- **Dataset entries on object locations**
---*---

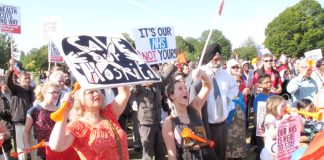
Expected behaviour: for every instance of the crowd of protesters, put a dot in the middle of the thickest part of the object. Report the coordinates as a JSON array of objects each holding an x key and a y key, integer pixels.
[{"x": 214, "y": 101}]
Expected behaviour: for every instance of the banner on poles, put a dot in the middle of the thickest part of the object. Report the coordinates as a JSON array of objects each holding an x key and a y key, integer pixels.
[
  {"x": 156, "y": 44},
  {"x": 10, "y": 19},
  {"x": 288, "y": 137},
  {"x": 101, "y": 62},
  {"x": 53, "y": 54}
]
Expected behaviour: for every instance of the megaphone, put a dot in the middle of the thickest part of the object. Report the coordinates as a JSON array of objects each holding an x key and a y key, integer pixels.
[
  {"x": 315, "y": 115},
  {"x": 57, "y": 116},
  {"x": 41, "y": 144},
  {"x": 187, "y": 133}
]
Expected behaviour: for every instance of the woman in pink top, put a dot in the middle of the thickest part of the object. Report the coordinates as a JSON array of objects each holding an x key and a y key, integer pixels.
[{"x": 96, "y": 134}]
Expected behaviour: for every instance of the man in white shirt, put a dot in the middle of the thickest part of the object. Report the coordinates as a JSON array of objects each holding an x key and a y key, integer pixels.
[{"x": 219, "y": 102}]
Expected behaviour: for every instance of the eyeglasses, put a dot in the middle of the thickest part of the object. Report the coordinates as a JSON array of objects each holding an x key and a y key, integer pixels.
[
  {"x": 235, "y": 67},
  {"x": 54, "y": 92},
  {"x": 270, "y": 60}
]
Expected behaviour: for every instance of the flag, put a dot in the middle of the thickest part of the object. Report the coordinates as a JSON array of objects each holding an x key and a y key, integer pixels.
[
  {"x": 181, "y": 58},
  {"x": 16, "y": 69},
  {"x": 220, "y": 8}
]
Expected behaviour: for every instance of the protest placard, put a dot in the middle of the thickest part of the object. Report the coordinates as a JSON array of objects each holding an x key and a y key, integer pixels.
[
  {"x": 54, "y": 54},
  {"x": 315, "y": 54},
  {"x": 156, "y": 44},
  {"x": 10, "y": 19},
  {"x": 101, "y": 62},
  {"x": 260, "y": 118},
  {"x": 288, "y": 137}
]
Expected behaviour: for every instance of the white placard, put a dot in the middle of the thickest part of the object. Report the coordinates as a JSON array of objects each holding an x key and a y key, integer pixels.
[{"x": 155, "y": 44}]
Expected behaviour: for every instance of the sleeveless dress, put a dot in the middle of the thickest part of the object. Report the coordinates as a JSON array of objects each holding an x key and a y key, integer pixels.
[
  {"x": 99, "y": 143},
  {"x": 188, "y": 149}
]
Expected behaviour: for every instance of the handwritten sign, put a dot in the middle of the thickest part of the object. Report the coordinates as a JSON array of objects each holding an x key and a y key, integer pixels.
[
  {"x": 260, "y": 118},
  {"x": 101, "y": 62},
  {"x": 54, "y": 54},
  {"x": 10, "y": 19},
  {"x": 156, "y": 44},
  {"x": 288, "y": 137}
]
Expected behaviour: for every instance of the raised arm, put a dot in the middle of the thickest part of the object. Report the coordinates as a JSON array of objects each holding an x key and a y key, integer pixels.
[
  {"x": 120, "y": 101},
  {"x": 168, "y": 137},
  {"x": 60, "y": 139},
  {"x": 202, "y": 95}
]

---*---

- **WHAT NEEDS TO BE DONE**
Please put every line of the entries above into a numbered list, skipping blank lines and leaving out the pictures.

- **ANSWER TO THIS PROBLEM**
1. Expected behaviour: for every instance of the crowd of protesters, put a dot in the middle of the thickest part of the object. Report the coordinates as a JSON array of objects each holding an x key and a y key, integer pixels.
2. [{"x": 214, "y": 101}]
3. Expected behaviour: for every instance of the banner on poles, put a dot in the middle of the thickest part of the object. Report the coordinates as a JSON array of objects each holding an x key and a y key, integer pixels.
4. [
5.   {"x": 156, "y": 44},
6.   {"x": 10, "y": 19},
7.   {"x": 288, "y": 137},
8.   {"x": 101, "y": 62},
9.   {"x": 53, "y": 54}
10. ]
11. Expected behaviour: for every instance of the megaphone, put a dot in the middle of the thickest part of the object. Report the coordinates as a JSON array of objects each holding an x key and a y key, integer pixels.
12. [
13.   {"x": 315, "y": 115},
14.   {"x": 57, "y": 116},
15.   {"x": 41, "y": 144},
16.   {"x": 187, "y": 133}
17. ]
18. Expected behaviour: for every instance of the woman in pink top, put a dot in the middle of the thickest part of the object. Report the coordinates as a JSON array of objects each holding an x key and a y key, integer pixels.
19. [{"x": 96, "y": 134}]
20. Expected behaviour: for every instance of the man in white shirt, put a dot in the middle of the thickest part of the object. Report the coordinates as a JSON array of objects each holding an x key and a y key, integer pixels.
21. [{"x": 219, "y": 102}]
22. Expected behaviour: for every instance of the eyeglasses, put a dot in the middle of the thickest part of the object. Report the coordinates as a JSON array of objects each holding an x key and a y key, integer pixels.
23. [
24.   {"x": 235, "y": 67},
25.   {"x": 54, "y": 92},
26.   {"x": 270, "y": 60}
27. ]
28. Expected behaviour: for every instance of the flag, put a dot in the middle of the thickest part of the object. Report the coordinates as a JSON array of objects each holding an x key and a y key, integer pixels.
29. [
30.   {"x": 181, "y": 58},
31.   {"x": 16, "y": 69},
32.   {"x": 220, "y": 8}
33. ]
34. Expected behaviour: for every instance of the protest placard, put a dot in the middle of the thickest part of the object. Report the coordinates as a JSON array of objects each holding an x key and a y key, integer pixels.
35. [
36.   {"x": 54, "y": 54},
37.   {"x": 315, "y": 54},
38.   {"x": 156, "y": 44},
39.   {"x": 10, "y": 19},
40.   {"x": 101, "y": 62},
41.   {"x": 260, "y": 118},
42.   {"x": 288, "y": 137}
43. ]
44. Expected behaviour: for every instance of the white placard, put a dot in the middle of the thickest part of the object. Report the coordinates as a JSON array of objects each holding an x key and a y key, integer pixels.
45. [{"x": 155, "y": 44}]
46. Expected behaviour: for every instance of the sleeveless dress, put a dot in the middle of the thickest part of the object. Report the coordinates as a JSON array of objects each holding an x key and a y key, integer pixels.
47. [
48.   {"x": 99, "y": 143},
49.   {"x": 188, "y": 149}
50. ]
51. Expected behaviour: for every instance of the handwritten sign, put a dot in the middle of the thickest part of the object. Report the coordinates as a JSON array of objects each holding an x key and a y key, integer pixels.
52. [
53.   {"x": 260, "y": 118},
54.   {"x": 101, "y": 62},
55.   {"x": 54, "y": 54},
56.   {"x": 10, "y": 19},
57.   {"x": 156, "y": 44},
58.   {"x": 288, "y": 137}
59. ]
60. Expected behaviour: for every instance of the raised arm, put a dot in the middle of the thickest part of the object. Report the coordinates as a JSON array of objects each holding an x key and a y key, integer pixels.
61. [
62.   {"x": 120, "y": 101},
63.   {"x": 168, "y": 137},
64.   {"x": 60, "y": 139},
65.   {"x": 202, "y": 95}
66. ]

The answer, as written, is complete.